Recolectora de amaneceres (y atardeceres)
Me levantaba la primera, cuando el resto de peregrinos dormían, susurrando canciones de amor al nuevo día. Quería sorprender al amanecer con el ruido de mis pasos sobre la tierra recién levantada; música infinita, el suelo dando la bienvenida a mis pies.
Para mantener la llama de mi romance con los amaneceres, dormía en albergues a ciertos kilómetros de distancia de las poblaciones señaladas como final o comienzo de etapa, lejos del ruido. Así, al despertar, me aseguraba unos pocos kilómetros menos habitados, en los que sólo yo visitaba el día, nadie más que yo existía en el Camino.
El sol nacía para mí, y yo le recitaba un salmo de posibilidades, pasos que huelen a tierra mojada, inocencia, fuerza y voluntad. Escribía:
“No quiero ser nada especial cuando sea mayor, ni un gran sueldo si me quita el sueño, ni a nadie que me robe la salud. Sólo quiero ser lo que ya soy.
Quiero recordar, cada día, al alba, que si hay prisas, son herencia de un mundo que no me pertenece.

• Datos de origen:
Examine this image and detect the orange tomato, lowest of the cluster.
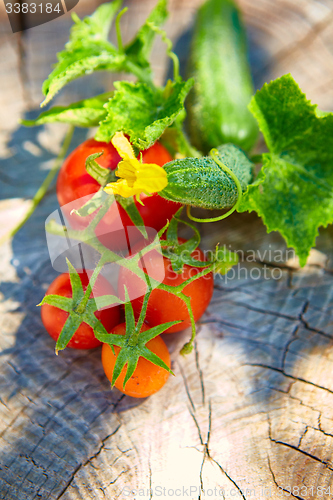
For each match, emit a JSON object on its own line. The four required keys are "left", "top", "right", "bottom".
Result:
{"left": 102, "top": 323, "right": 171, "bottom": 398}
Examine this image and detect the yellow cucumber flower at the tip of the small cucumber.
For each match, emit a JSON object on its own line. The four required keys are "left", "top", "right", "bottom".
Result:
{"left": 104, "top": 132, "right": 168, "bottom": 199}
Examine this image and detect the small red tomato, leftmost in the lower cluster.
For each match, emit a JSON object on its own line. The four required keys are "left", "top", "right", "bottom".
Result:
{"left": 41, "top": 272, "right": 120, "bottom": 349}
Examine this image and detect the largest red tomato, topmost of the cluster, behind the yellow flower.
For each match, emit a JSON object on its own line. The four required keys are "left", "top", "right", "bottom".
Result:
{"left": 57, "top": 139, "right": 181, "bottom": 249}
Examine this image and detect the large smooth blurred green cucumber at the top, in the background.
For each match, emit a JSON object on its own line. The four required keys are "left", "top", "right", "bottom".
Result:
{"left": 187, "top": 0, "right": 258, "bottom": 154}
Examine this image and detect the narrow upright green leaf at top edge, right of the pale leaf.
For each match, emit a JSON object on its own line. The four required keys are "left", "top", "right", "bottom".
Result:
{"left": 125, "top": 0, "right": 168, "bottom": 68}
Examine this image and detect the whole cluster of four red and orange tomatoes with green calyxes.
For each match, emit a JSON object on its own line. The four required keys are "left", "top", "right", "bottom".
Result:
{"left": 41, "top": 139, "right": 213, "bottom": 397}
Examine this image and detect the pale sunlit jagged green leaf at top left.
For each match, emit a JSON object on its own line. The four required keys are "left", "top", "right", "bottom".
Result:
{"left": 41, "top": 0, "right": 126, "bottom": 106}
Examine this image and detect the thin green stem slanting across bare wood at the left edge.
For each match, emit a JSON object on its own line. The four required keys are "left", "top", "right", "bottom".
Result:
{"left": 0, "top": 125, "right": 75, "bottom": 245}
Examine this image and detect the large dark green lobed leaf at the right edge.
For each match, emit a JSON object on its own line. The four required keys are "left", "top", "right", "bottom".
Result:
{"left": 239, "top": 75, "right": 333, "bottom": 266}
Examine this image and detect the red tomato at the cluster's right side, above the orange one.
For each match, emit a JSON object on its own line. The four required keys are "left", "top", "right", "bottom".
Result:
{"left": 118, "top": 238, "right": 214, "bottom": 333}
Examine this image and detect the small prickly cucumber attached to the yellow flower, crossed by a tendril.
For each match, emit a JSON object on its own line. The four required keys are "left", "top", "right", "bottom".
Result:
{"left": 158, "top": 144, "right": 254, "bottom": 209}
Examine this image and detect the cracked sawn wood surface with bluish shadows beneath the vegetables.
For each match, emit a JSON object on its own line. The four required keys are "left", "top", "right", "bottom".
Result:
{"left": 0, "top": 0, "right": 333, "bottom": 500}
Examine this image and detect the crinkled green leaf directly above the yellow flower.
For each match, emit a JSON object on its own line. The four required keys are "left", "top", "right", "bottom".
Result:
{"left": 95, "top": 78, "right": 193, "bottom": 149}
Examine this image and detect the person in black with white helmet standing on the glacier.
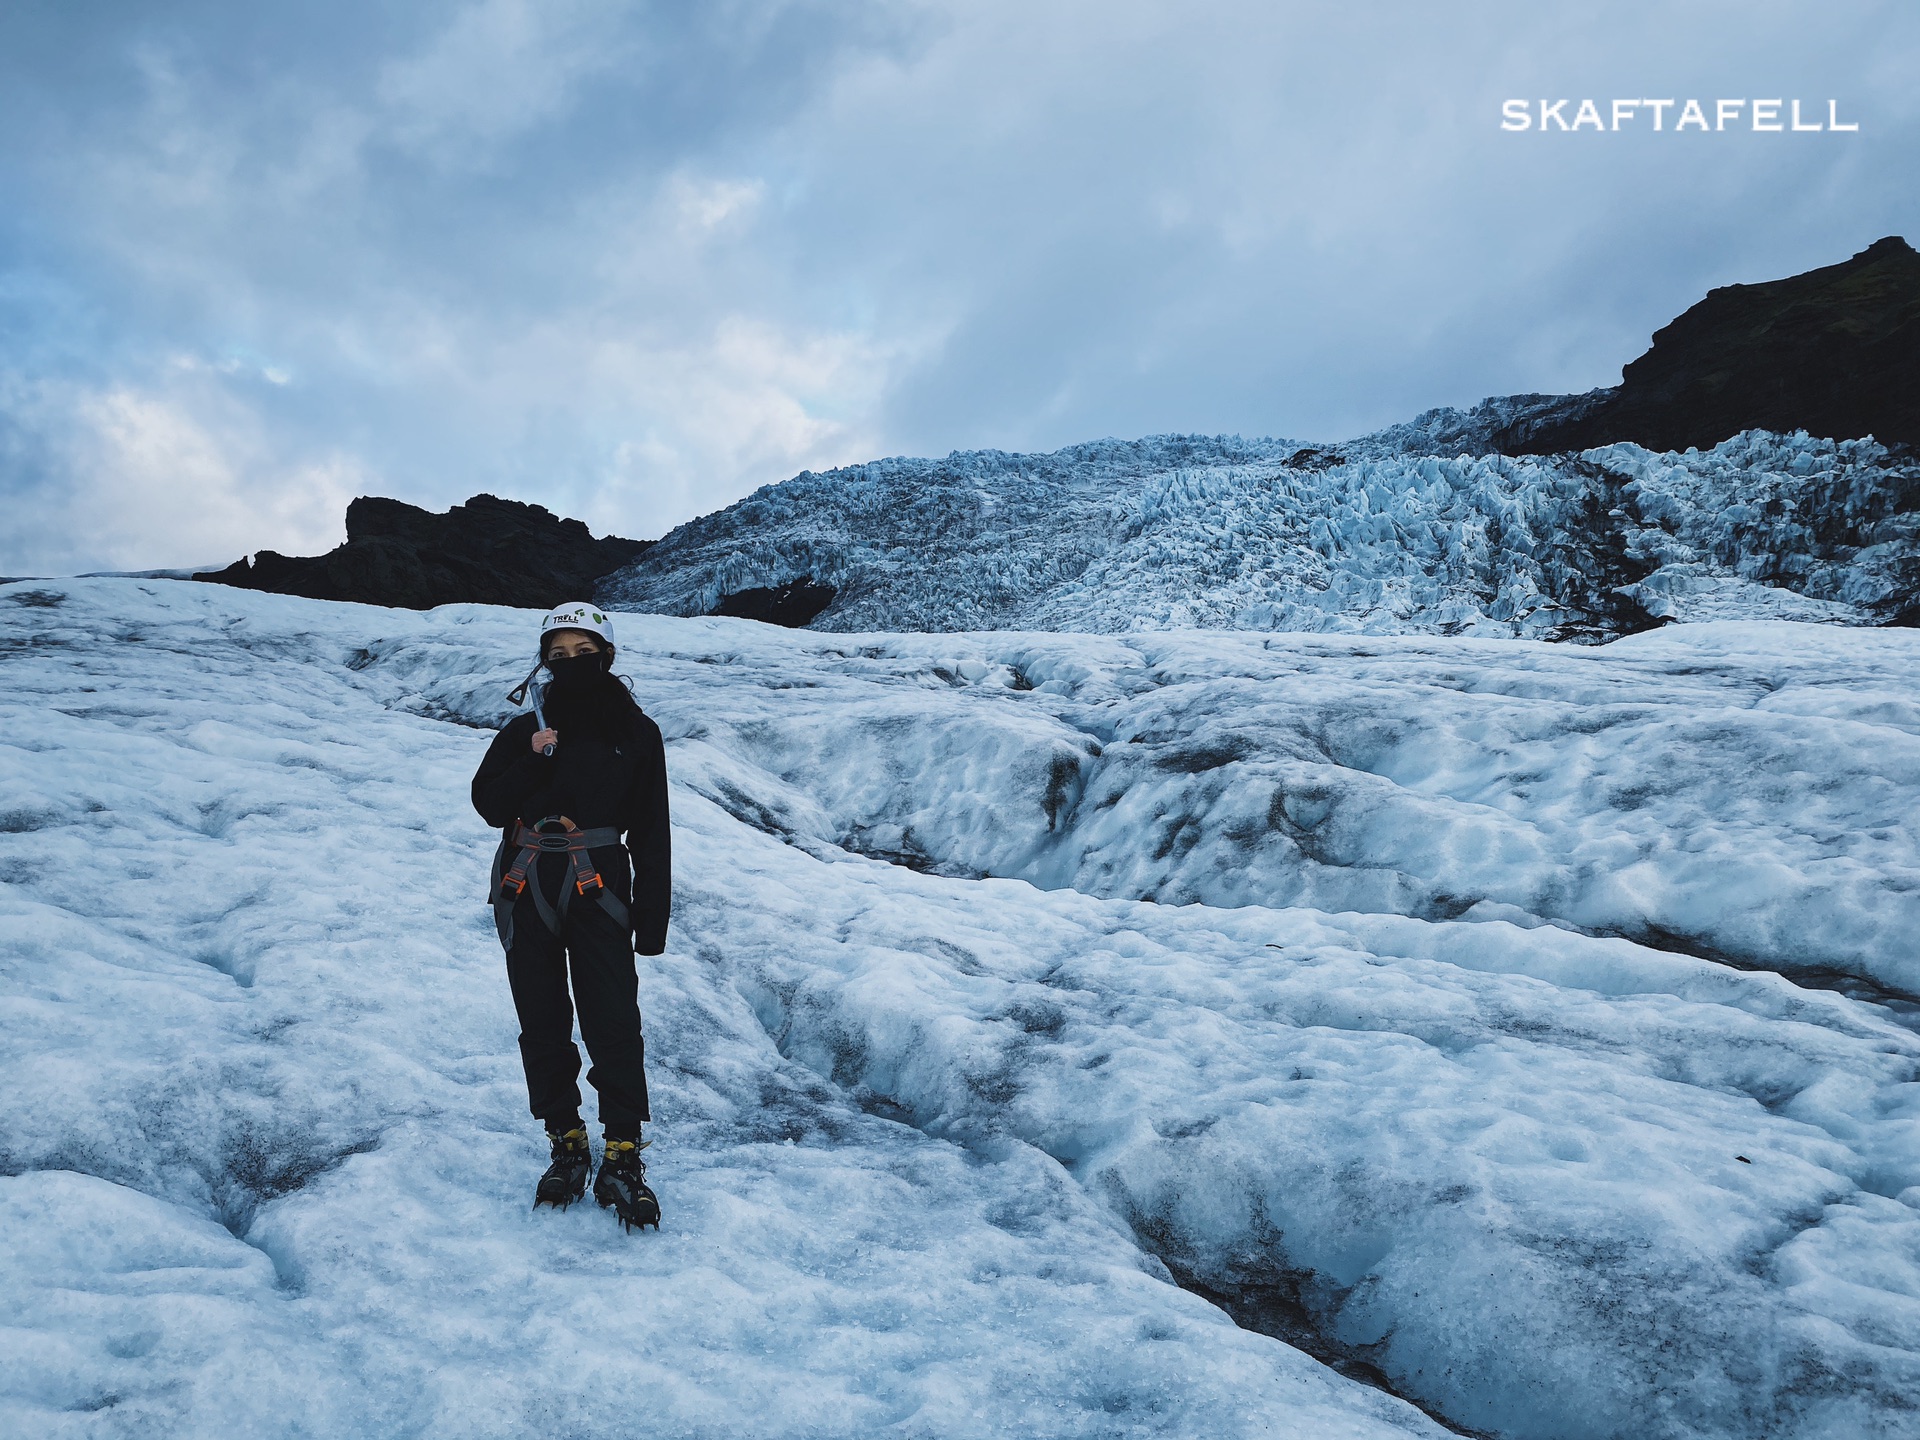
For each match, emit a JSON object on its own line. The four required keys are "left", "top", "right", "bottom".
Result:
{"left": 472, "top": 603, "right": 672, "bottom": 1229}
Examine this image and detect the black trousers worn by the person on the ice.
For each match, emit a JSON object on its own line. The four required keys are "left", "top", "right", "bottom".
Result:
{"left": 507, "top": 879, "right": 653, "bottom": 1140}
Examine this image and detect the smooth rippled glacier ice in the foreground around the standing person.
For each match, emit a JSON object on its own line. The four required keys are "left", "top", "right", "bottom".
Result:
{"left": 0, "top": 580, "right": 1920, "bottom": 1440}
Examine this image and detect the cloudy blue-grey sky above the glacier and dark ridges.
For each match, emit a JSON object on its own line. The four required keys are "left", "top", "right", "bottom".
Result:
{"left": 0, "top": 0, "right": 1920, "bottom": 574}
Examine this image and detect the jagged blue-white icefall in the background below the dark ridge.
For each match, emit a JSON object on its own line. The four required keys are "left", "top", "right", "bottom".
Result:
{"left": 601, "top": 420, "right": 1920, "bottom": 639}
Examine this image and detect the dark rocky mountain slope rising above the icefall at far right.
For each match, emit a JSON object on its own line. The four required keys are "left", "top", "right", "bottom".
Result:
{"left": 1494, "top": 236, "right": 1920, "bottom": 455}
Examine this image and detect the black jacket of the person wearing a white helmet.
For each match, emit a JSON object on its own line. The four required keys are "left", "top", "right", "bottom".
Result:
{"left": 474, "top": 710, "right": 674, "bottom": 954}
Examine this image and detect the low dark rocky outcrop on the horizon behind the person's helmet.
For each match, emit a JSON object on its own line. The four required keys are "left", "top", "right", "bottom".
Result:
{"left": 194, "top": 495, "right": 653, "bottom": 611}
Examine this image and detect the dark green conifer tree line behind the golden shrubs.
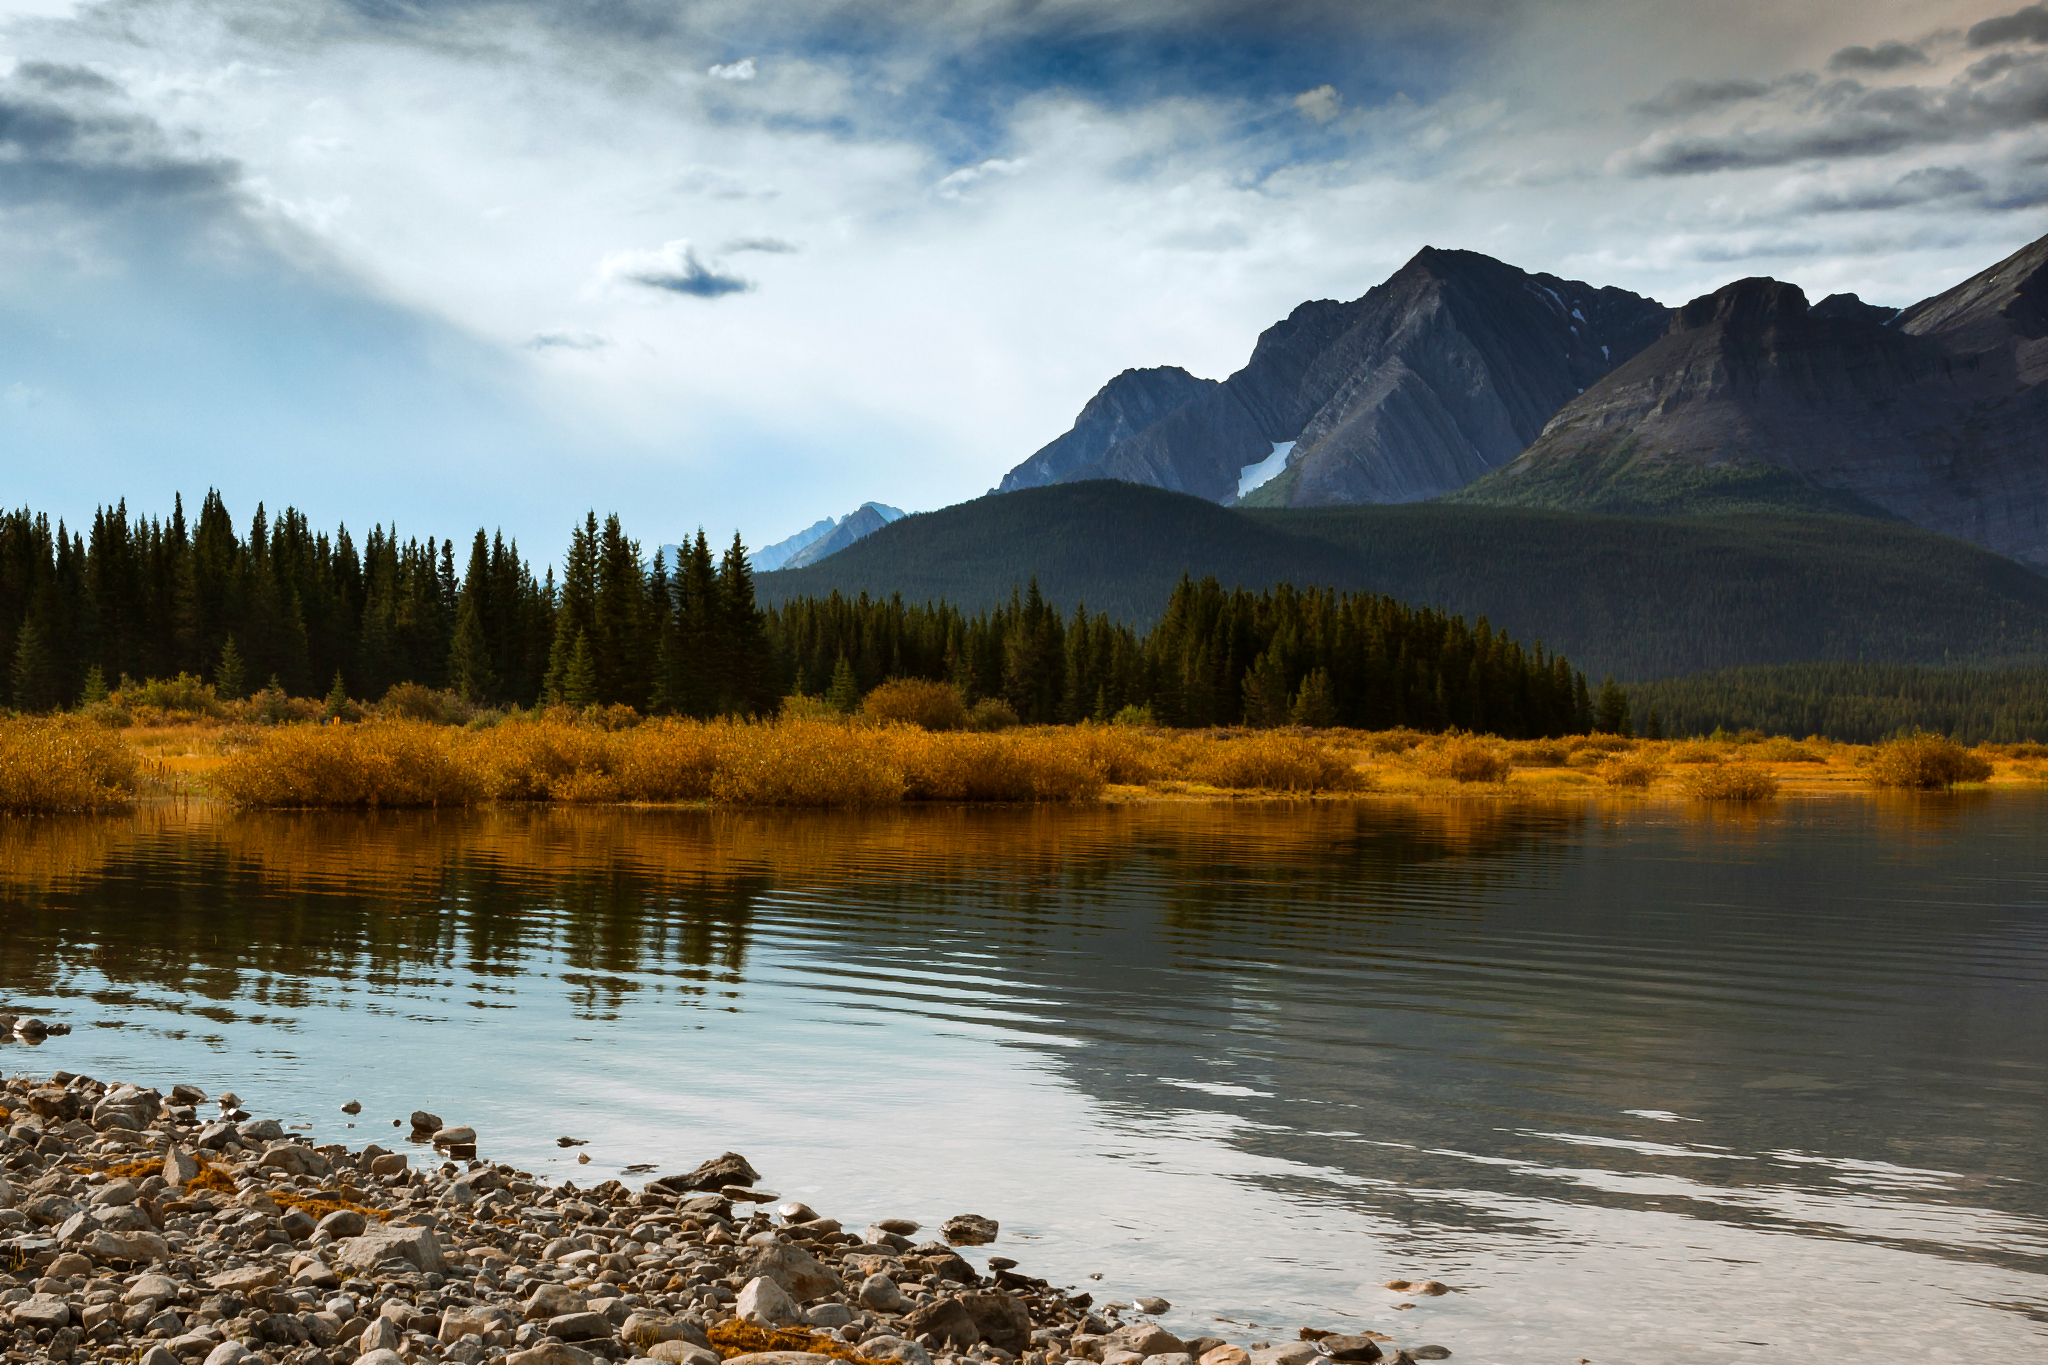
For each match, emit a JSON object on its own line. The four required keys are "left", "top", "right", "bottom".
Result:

• Qué se pide:
Por favor, extrae sin cambios del texto sobre los amaneceres el fragmento que comienza en las palabras "Recolectora de amaneceres" y termina después de "en el Camino.". El material no interviene en nada de esto.

• Solución:
Recolectora de amaneceres (y atardeceres)
Me levantaba la primera, cuando el resto de peregrinos dormían, susurrando canciones de amor al nuevo día. Quería sorprender al amanecer con el ruido de mis pasos sobre la tierra recién levantada; música infinita, el suelo dando la bienvenida a mis pies.
Para mantener la llama de mi romance con los amaneceres, dormía en albergues a ciertos kilómetros de distancia de las poblaciones señaladas como final o comienzo de etapa, lejos del ruido. Así, al despertar, me aseguraba unos pocos kilómetros menos habitados, en los que sólo yo visitaba el día, nadie más que yo existía en el Camino.